[YOUR TASK]
Return every line of the records below that contains the string "patch".

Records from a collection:
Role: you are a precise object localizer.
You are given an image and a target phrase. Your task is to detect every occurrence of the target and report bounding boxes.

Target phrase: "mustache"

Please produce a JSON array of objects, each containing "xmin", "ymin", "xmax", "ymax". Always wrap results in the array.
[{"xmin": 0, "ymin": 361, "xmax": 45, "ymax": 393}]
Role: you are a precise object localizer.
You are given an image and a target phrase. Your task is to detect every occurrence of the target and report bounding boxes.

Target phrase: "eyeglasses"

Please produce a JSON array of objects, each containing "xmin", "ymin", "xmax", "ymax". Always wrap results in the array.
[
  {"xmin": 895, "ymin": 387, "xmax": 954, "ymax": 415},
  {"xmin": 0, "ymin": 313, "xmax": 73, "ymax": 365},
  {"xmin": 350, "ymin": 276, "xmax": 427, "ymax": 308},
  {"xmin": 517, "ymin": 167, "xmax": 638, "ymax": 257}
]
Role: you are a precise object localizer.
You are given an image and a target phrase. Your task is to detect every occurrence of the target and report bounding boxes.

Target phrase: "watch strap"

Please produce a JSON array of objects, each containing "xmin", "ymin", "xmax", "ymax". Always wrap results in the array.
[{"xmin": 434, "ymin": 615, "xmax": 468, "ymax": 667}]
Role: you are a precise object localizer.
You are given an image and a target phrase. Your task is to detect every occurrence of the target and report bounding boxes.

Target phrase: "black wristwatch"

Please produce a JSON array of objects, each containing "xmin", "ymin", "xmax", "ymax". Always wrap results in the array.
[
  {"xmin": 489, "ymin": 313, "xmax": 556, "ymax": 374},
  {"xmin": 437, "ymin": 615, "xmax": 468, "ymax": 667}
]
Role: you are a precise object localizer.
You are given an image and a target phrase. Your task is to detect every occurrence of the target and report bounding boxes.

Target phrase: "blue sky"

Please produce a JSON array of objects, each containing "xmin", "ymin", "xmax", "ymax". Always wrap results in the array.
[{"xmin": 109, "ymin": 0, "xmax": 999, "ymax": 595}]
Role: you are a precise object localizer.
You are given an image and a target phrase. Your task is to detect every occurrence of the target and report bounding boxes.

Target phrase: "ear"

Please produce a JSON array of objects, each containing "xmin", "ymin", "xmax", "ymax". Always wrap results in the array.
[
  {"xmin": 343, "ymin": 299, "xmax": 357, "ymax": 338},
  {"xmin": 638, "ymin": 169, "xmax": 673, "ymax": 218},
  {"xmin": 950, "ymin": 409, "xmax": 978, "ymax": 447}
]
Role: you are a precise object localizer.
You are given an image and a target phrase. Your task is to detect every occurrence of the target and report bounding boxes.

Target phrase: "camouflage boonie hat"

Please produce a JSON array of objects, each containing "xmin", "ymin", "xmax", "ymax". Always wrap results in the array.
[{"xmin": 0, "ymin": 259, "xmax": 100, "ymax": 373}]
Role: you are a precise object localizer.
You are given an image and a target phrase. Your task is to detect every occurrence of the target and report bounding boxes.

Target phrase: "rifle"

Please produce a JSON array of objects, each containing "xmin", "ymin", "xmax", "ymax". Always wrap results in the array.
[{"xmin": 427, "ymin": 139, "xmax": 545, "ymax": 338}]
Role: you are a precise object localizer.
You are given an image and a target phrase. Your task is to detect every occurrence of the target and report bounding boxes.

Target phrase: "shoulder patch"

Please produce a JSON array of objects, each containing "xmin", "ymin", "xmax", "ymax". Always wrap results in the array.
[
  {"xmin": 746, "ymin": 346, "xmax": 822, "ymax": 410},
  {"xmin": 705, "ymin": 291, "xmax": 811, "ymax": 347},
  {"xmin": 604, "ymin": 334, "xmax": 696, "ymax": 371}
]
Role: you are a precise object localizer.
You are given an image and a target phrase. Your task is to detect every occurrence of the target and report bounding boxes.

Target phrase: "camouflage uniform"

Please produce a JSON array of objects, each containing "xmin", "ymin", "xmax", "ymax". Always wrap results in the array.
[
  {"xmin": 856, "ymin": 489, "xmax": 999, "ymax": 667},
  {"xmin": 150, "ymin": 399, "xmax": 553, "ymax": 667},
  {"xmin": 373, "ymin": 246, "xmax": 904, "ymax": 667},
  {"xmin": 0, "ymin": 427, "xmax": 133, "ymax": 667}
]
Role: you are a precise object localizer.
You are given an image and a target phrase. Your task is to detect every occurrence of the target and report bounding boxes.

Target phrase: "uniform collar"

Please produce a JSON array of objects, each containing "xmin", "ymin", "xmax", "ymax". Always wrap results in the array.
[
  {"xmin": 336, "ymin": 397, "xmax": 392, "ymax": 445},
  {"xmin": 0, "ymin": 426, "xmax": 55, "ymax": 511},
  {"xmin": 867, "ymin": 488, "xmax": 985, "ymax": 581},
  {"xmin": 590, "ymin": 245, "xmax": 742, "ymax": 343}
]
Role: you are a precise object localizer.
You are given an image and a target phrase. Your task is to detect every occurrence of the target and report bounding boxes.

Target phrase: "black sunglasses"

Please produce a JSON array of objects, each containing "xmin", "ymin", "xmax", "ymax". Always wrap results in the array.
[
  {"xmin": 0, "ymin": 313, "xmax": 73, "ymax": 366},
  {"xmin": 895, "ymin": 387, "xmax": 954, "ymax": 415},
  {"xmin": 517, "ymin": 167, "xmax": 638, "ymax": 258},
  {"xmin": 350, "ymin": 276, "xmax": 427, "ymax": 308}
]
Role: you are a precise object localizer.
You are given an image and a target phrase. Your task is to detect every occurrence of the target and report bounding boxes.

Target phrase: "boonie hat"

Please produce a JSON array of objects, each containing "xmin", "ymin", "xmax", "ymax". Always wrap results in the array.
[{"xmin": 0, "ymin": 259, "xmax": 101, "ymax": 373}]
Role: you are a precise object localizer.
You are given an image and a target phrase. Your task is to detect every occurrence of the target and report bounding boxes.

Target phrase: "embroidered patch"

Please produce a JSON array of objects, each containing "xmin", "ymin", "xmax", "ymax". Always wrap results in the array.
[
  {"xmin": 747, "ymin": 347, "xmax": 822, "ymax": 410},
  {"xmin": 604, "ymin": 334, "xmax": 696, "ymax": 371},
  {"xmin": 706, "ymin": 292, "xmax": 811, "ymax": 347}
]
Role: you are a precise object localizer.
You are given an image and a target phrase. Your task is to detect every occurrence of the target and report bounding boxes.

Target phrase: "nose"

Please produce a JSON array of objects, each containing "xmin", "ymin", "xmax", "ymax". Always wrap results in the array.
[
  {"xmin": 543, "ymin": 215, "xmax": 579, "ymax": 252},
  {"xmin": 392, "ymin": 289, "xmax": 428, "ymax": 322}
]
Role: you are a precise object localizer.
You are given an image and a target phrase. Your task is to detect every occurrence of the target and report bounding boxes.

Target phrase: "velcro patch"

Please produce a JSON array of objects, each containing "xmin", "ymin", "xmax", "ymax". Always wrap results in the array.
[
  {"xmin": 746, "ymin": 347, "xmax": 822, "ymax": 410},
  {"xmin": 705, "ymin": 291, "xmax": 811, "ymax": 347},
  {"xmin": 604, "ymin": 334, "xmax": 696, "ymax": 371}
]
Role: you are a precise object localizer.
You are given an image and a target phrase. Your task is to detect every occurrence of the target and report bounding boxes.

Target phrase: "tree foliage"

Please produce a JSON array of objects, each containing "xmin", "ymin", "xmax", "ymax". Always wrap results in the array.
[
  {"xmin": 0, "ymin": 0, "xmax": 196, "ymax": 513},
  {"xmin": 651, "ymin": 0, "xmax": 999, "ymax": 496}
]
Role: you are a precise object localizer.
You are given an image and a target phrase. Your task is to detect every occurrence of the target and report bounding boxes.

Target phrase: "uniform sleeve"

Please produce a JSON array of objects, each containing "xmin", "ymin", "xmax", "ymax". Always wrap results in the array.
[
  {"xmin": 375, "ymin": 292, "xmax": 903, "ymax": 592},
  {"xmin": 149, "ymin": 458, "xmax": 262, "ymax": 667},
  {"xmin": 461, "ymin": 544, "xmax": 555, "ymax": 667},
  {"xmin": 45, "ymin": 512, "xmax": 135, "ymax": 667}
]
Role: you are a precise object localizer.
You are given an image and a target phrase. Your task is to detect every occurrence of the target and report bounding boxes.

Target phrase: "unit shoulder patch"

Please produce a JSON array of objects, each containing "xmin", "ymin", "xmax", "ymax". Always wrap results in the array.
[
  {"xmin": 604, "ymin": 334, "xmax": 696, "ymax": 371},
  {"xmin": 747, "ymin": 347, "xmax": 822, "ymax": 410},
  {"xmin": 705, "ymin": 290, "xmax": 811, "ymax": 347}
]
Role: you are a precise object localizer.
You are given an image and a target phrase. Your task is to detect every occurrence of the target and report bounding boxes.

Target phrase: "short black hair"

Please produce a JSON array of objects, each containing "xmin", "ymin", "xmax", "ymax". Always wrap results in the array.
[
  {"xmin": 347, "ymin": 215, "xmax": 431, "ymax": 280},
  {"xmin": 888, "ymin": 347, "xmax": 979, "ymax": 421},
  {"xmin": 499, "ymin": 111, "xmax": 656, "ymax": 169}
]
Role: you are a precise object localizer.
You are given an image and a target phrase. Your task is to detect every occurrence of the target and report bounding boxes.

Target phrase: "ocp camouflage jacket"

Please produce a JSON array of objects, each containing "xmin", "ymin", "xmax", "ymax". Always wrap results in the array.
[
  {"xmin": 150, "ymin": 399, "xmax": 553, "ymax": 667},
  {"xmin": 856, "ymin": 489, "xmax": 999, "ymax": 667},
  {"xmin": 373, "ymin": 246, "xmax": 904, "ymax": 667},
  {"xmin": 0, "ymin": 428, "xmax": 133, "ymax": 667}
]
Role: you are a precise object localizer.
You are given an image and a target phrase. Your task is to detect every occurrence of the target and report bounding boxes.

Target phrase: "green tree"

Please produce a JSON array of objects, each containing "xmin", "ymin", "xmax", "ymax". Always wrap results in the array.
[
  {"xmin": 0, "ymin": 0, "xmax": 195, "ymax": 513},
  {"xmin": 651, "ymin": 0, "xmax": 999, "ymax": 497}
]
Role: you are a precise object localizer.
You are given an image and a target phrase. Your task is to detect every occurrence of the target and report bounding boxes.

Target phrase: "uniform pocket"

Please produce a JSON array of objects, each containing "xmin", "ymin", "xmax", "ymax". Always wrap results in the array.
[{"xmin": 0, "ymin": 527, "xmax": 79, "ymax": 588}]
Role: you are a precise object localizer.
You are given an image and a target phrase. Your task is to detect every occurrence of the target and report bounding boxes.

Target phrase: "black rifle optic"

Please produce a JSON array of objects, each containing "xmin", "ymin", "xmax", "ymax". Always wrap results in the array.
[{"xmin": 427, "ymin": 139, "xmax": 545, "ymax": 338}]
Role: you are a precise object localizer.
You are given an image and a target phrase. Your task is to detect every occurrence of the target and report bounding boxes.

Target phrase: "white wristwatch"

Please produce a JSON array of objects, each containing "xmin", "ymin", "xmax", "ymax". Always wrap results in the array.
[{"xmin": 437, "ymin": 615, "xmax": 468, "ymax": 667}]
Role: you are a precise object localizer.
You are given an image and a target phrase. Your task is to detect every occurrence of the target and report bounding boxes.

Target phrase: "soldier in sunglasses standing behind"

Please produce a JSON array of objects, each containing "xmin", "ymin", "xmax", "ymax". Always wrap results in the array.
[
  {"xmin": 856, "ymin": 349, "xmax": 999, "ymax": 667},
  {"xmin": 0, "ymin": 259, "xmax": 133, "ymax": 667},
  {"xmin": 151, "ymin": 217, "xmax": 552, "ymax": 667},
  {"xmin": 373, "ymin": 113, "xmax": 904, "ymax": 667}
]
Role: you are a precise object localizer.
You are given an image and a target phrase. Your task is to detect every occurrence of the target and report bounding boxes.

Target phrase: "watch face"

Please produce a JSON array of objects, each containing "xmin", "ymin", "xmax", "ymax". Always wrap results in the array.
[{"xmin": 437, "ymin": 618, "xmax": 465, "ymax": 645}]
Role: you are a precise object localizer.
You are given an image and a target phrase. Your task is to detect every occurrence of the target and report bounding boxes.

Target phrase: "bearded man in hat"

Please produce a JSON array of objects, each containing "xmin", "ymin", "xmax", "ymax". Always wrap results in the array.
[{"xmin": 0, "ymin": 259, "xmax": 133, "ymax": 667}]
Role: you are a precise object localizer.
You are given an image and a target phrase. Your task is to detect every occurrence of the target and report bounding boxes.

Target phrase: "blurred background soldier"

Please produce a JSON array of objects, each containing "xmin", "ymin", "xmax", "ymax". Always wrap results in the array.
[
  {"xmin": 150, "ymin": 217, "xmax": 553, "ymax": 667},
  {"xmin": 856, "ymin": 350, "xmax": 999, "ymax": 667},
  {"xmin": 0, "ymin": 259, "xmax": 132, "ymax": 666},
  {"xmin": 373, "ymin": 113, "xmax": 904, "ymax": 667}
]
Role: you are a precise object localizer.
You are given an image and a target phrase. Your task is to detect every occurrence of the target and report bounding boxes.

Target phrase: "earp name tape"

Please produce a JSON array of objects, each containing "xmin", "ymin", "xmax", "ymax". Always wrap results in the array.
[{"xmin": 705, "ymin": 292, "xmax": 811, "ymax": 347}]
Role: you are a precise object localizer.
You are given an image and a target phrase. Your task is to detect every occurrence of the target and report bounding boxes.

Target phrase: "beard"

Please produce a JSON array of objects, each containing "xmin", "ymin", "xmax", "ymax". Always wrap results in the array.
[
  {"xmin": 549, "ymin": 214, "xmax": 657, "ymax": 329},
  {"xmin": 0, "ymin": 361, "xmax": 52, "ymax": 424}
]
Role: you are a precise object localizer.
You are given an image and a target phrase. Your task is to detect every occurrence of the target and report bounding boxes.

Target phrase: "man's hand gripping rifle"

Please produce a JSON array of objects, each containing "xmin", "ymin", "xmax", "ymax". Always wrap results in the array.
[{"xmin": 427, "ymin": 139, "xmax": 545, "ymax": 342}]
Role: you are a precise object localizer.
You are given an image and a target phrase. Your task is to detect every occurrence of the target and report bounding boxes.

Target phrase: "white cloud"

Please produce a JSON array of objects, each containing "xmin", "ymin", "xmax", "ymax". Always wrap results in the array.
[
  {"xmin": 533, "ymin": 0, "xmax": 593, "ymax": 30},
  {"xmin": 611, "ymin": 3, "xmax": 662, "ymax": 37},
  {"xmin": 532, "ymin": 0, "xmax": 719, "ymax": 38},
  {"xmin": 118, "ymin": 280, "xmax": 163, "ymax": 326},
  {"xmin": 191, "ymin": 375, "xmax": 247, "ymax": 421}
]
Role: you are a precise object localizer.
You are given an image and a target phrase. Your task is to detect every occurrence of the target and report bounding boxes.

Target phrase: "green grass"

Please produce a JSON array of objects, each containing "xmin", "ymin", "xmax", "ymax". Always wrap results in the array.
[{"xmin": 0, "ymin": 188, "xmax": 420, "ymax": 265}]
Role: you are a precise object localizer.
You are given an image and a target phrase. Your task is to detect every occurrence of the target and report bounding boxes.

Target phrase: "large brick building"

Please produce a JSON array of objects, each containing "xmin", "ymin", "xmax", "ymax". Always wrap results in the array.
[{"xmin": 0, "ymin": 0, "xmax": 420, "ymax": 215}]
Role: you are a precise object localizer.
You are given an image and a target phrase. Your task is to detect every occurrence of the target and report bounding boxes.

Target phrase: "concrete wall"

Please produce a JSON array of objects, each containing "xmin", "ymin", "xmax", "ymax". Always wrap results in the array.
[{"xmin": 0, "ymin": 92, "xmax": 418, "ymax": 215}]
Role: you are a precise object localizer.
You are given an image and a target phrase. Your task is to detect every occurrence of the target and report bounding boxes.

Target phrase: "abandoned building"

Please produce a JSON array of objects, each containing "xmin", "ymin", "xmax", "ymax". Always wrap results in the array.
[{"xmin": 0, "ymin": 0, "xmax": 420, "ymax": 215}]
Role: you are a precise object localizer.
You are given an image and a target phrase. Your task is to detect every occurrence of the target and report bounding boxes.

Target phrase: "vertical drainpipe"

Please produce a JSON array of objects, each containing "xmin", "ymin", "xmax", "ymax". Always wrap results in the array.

[RESULT OF THIS TASK]
Target phrase: "shoulder patch"
Target phrase: "embroidered patch"
Target phrase: "velcro patch"
Target phrase: "unit shoulder patch"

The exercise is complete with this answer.